**DIRECTIVE:** Arrange the records as a Markdown table with the columns Row and Line, numbering each line and omitting blank lines. Begin at the line that has "Give the innermost point of each instance of the wrist, as" and stop at the end of the records.

**EXERCISE MATERIAL:**
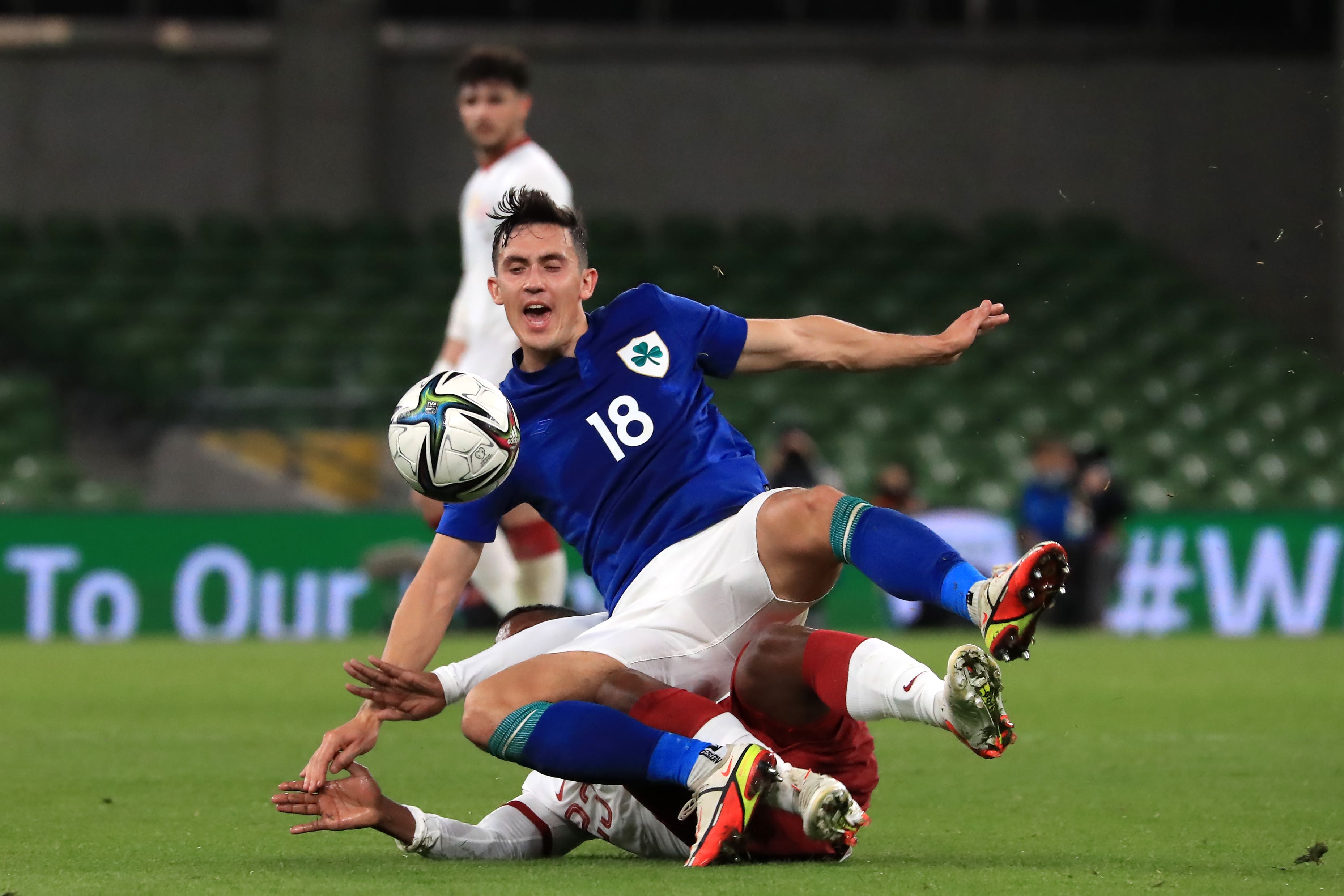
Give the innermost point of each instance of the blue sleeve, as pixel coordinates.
(715, 335)
(478, 521)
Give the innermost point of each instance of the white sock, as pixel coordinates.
(542, 579)
(888, 683)
(725, 729)
(497, 576)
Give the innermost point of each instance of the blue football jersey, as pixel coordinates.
(623, 450)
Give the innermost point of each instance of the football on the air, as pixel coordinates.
(454, 437)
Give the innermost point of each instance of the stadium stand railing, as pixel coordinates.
(296, 324)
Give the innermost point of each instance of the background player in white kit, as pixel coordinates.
(526, 566)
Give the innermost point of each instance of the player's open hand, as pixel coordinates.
(964, 331)
(341, 805)
(341, 747)
(397, 694)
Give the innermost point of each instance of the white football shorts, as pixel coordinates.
(694, 608)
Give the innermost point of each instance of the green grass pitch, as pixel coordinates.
(1190, 765)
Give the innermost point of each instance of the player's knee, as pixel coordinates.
(482, 715)
(801, 519)
(624, 688)
(777, 648)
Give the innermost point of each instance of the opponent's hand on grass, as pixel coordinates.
(964, 331)
(341, 805)
(341, 747)
(397, 694)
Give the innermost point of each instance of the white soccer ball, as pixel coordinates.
(454, 437)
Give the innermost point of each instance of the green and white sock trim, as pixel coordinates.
(848, 510)
(511, 736)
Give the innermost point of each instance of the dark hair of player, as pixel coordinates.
(494, 64)
(525, 206)
(541, 609)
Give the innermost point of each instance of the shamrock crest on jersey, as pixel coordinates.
(647, 355)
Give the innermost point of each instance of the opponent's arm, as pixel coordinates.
(358, 802)
(417, 629)
(826, 343)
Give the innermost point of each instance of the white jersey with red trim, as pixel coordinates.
(475, 318)
(552, 817)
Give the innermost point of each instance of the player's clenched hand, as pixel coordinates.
(397, 694)
(963, 332)
(339, 805)
(341, 747)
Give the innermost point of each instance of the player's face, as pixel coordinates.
(494, 113)
(542, 288)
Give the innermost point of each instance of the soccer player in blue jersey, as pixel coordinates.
(624, 453)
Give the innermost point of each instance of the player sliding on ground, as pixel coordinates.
(627, 457)
(799, 691)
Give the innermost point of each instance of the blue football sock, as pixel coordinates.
(593, 743)
(904, 557)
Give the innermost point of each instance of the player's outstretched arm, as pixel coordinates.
(826, 343)
(397, 694)
(417, 629)
(349, 804)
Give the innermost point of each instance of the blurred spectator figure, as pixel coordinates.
(1047, 503)
(1096, 558)
(796, 463)
(1051, 511)
(984, 539)
(896, 489)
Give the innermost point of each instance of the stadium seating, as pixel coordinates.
(1112, 344)
(34, 472)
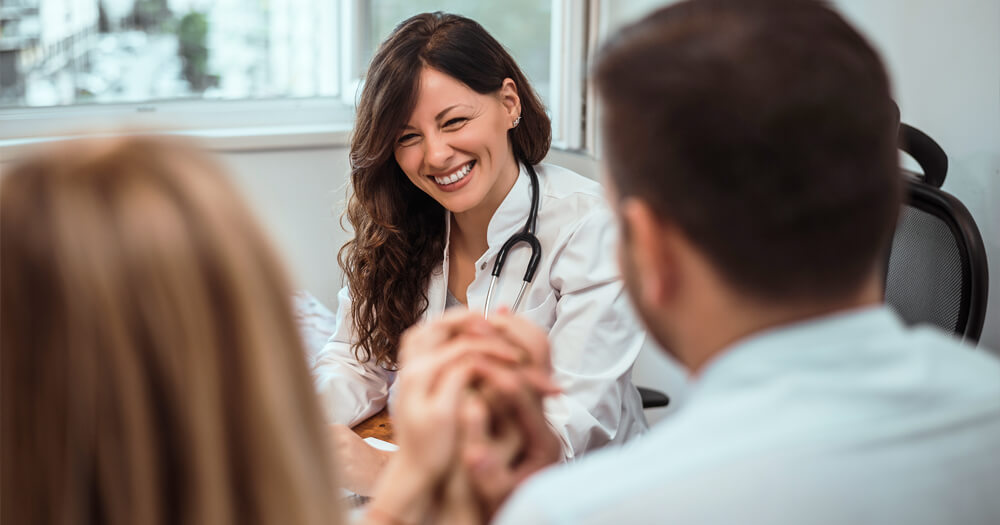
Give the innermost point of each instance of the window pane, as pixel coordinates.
(522, 26)
(59, 52)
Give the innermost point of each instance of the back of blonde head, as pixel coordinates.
(151, 368)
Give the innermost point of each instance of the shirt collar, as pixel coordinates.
(810, 344)
(512, 212)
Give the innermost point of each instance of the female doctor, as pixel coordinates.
(448, 136)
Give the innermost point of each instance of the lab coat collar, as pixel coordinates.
(512, 212)
(509, 217)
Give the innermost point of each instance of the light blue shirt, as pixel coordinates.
(852, 418)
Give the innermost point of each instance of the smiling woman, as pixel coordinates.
(448, 128)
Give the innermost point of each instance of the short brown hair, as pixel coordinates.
(765, 130)
(151, 366)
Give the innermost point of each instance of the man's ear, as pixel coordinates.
(650, 251)
(510, 99)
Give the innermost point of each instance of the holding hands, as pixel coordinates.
(468, 418)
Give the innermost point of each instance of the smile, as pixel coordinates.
(459, 174)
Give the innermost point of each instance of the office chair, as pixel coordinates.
(936, 270)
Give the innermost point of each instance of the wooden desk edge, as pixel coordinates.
(378, 426)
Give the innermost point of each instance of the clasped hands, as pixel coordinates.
(467, 416)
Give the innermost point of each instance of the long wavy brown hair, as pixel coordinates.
(398, 229)
(151, 370)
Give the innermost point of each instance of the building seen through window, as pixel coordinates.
(63, 52)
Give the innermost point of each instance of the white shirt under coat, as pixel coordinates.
(576, 294)
(853, 418)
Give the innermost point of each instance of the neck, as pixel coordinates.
(698, 342)
(469, 228)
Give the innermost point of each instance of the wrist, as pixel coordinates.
(404, 492)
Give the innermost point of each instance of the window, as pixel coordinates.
(235, 64)
(65, 52)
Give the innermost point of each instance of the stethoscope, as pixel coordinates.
(526, 235)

**EXERCISE SOLUTION:**
| Row | Line |
|---|---|
| 1 | Give the innermost point of each instance of the wrist, as pixel coordinates. |
| 2 | (404, 492) |
| 3 | Give the innermost point of each instance of the window, as pixel coordinates. |
| 4 | (235, 64) |
| 5 | (65, 52) |
| 6 | Give the innermost point of each instance of the stethoscope, as pixel coordinates. |
| 7 | (526, 235) |